Copy the data word for word, starting at the line that contains "[pin] lemon -- one per line" and ending at the last line of the data, but omit the pictures.

==== Records for this exercise ====

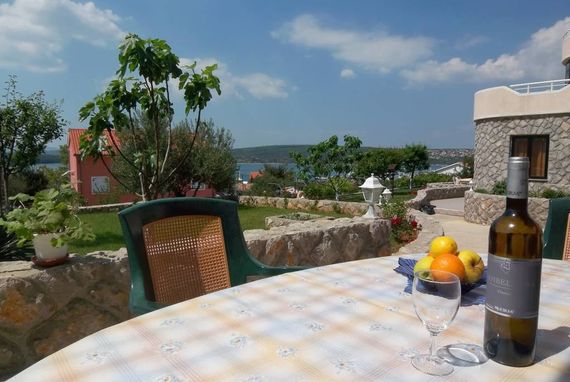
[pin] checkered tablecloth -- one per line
(344, 322)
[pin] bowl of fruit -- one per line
(444, 255)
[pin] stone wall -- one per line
(44, 310)
(484, 208)
(492, 146)
(320, 242)
(436, 191)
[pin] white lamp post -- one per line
(371, 190)
(386, 196)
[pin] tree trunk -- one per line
(3, 191)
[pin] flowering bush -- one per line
(404, 227)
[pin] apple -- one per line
(474, 266)
(423, 264)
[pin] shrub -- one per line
(318, 191)
(421, 180)
(30, 181)
(404, 226)
(9, 249)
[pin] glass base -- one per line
(463, 354)
(432, 365)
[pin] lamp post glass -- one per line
(371, 191)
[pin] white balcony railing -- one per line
(542, 86)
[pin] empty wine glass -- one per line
(436, 296)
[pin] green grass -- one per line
(109, 237)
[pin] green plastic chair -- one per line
(181, 248)
(557, 230)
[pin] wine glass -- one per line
(436, 296)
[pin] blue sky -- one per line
(297, 72)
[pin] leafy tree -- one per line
(329, 160)
(210, 163)
(64, 155)
(415, 157)
(27, 124)
(146, 69)
(378, 161)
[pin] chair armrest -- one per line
(272, 271)
(145, 306)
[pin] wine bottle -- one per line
(513, 275)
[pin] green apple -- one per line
(423, 264)
(474, 266)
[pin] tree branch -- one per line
(187, 155)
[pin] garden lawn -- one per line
(109, 236)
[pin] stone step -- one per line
(447, 211)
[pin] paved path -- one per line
(467, 235)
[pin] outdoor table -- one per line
(349, 321)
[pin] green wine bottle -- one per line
(513, 280)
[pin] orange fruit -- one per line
(450, 263)
(441, 245)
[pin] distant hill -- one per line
(268, 154)
(280, 154)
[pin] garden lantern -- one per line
(371, 190)
(386, 196)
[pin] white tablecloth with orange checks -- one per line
(344, 322)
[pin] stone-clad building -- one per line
(530, 120)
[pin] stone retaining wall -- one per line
(320, 242)
(484, 208)
(436, 191)
(44, 310)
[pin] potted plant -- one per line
(49, 220)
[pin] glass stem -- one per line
(432, 346)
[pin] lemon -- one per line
(441, 245)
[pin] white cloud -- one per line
(377, 51)
(33, 33)
(347, 73)
(537, 59)
(258, 85)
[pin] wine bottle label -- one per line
(513, 286)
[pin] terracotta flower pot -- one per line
(46, 251)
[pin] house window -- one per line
(100, 185)
(535, 147)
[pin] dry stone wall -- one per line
(484, 208)
(492, 146)
(436, 191)
(44, 310)
(320, 242)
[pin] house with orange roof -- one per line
(92, 179)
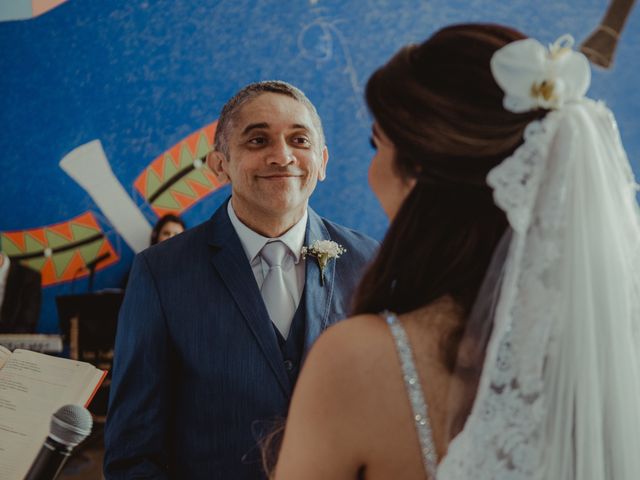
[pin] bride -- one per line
(496, 335)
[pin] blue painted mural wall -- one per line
(142, 75)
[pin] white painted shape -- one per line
(89, 167)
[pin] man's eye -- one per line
(301, 141)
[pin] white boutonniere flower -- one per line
(533, 76)
(323, 251)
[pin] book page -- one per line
(33, 386)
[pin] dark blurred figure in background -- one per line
(168, 226)
(20, 296)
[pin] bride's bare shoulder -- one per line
(354, 336)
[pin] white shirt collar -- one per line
(253, 242)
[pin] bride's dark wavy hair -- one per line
(441, 107)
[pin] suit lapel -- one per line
(317, 296)
(229, 259)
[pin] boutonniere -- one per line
(323, 251)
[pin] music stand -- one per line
(88, 326)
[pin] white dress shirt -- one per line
(293, 267)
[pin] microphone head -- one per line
(71, 424)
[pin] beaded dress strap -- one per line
(414, 390)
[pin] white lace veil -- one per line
(556, 326)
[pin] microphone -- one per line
(70, 425)
(94, 263)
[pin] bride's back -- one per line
(363, 389)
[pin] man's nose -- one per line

====

> [Answer for this exercise]:
[pin] lemon -- one per line
(441, 245)
[pin] white cloud -- one per line
(377, 51)
(33, 33)
(347, 73)
(537, 59)
(258, 85)
[pin] wine bottle label -- one per line
(513, 286)
[pin] terracotta flower pot -- one per line
(46, 251)
[pin] house window -- one per line
(100, 185)
(535, 147)
[pin] dry stone wall -- one per line
(484, 208)
(492, 146)
(436, 191)
(44, 310)
(320, 242)
[pin] house with orange roof -- one per line
(92, 179)
[pin] bride -- one per line
(496, 335)
[pin] blue painted mural wall -- one per line
(142, 75)
[pin] white painted shape -- one per line
(89, 167)
[pin] man's eye -- one per line
(301, 141)
[pin] white boutonniere flower -- one per line
(533, 76)
(323, 251)
[pin] book page -- one per line
(33, 386)
[pin] dark blurred figure in background -- one per line
(168, 226)
(20, 296)
[pin] bride's bare shoulder -- one per line
(354, 336)
[pin] white shirt collar -- one per line
(253, 242)
[pin] bride's dark wavy hair -- one per line
(441, 107)
[pin] suit lapel -- one per line
(317, 296)
(229, 259)
[pin] boutonniere -- one per line
(323, 251)
[pin] music stand -- one per line
(88, 326)
[pin] white dress shirt -- one per line
(293, 267)
[pin] microphone head -- one per line
(71, 424)
[pin] beaded dress strap -- one per line
(414, 390)
[pin] white lace veil -- one per line
(556, 326)
[pin] microphone -- one per line
(70, 425)
(94, 263)
[pin] bride's back -- one per line
(363, 389)
[pin] man's nose -- one per line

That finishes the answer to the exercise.